BEGIN Material for the task

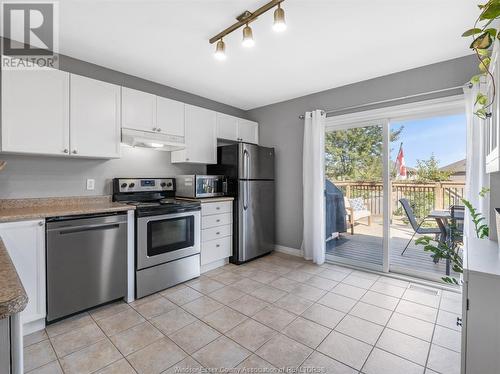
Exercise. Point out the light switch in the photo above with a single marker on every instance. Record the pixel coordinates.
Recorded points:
(90, 184)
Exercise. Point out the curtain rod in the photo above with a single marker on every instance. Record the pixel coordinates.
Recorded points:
(330, 113)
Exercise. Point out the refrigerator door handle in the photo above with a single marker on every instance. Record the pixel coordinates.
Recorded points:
(245, 195)
(246, 164)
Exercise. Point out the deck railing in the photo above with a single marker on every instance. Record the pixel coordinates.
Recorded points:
(424, 197)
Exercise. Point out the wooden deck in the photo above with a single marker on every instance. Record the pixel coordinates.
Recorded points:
(366, 246)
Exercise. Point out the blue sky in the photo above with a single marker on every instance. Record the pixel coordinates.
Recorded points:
(445, 137)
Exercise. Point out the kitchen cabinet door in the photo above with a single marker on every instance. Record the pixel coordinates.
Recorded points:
(25, 242)
(95, 118)
(169, 116)
(138, 110)
(35, 111)
(201, 137)
(248, 131)
(227, 127)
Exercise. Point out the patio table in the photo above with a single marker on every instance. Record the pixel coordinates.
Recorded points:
(442, 217)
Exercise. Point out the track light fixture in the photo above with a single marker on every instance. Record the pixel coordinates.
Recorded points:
(248, 37)
(244, 19)
(220, 50)
(279, 19)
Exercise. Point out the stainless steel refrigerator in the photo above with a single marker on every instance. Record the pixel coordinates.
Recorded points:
(249, 169)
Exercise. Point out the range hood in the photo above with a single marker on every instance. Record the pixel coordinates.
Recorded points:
(146, 139)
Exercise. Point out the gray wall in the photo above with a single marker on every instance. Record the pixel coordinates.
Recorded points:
(494, 203)
(281, 128)
(40, 176)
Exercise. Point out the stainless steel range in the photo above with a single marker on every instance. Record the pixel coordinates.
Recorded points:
(167, 233)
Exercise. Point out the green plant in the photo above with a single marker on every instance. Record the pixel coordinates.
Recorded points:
(483, 39)
(442, 250)
(450, 250)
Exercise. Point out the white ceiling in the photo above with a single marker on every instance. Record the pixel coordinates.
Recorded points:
(328, 43)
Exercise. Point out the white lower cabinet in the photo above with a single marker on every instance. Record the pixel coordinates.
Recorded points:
(216, 233)
(25, 242)
(480, 308)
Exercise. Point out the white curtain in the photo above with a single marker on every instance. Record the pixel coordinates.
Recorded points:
(313, 181)
(476, 177)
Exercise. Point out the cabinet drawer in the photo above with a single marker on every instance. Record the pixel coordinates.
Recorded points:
(216, 208)
(216, 220)
(217, 249)
(216, 232)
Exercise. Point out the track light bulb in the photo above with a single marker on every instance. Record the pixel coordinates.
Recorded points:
(279, 19)
(248, 37)
(220, 51)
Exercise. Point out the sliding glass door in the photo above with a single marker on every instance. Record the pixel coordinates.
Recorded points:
(428, 159)
(391, 175)
(355, 201)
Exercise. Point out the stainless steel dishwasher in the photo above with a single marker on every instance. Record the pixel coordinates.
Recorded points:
(86, 262)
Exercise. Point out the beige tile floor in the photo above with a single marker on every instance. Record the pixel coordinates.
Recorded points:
(275, 312)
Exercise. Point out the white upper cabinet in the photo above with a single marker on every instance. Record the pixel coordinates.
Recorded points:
(201, 137)
(95, 118)
(227, 127)
(138, 110)
(35, 111)
(169, 116)
(248, 131)
(237, 129)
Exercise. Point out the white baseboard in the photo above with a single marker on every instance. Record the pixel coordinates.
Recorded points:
(289, 250)
(214, 265)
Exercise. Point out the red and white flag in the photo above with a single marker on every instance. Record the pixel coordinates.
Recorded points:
(400, 164)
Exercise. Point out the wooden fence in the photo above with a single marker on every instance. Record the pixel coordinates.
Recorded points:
(424, 197)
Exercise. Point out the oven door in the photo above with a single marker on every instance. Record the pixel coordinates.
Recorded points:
(167, 238)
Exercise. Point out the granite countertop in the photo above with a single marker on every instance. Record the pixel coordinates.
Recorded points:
(208, 199)
(13, 298)
(36, 208)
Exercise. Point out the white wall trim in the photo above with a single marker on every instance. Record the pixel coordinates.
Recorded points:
(441, 106)
(289, 250)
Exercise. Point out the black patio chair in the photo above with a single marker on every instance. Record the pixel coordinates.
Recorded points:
(417, 229)
(457, 213)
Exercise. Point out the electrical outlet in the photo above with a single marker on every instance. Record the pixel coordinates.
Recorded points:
(90, 184)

END Material for the task

Exercise details: Using the data above, work out how many lines include the word "patio" and give only that number.

Exercise result: 2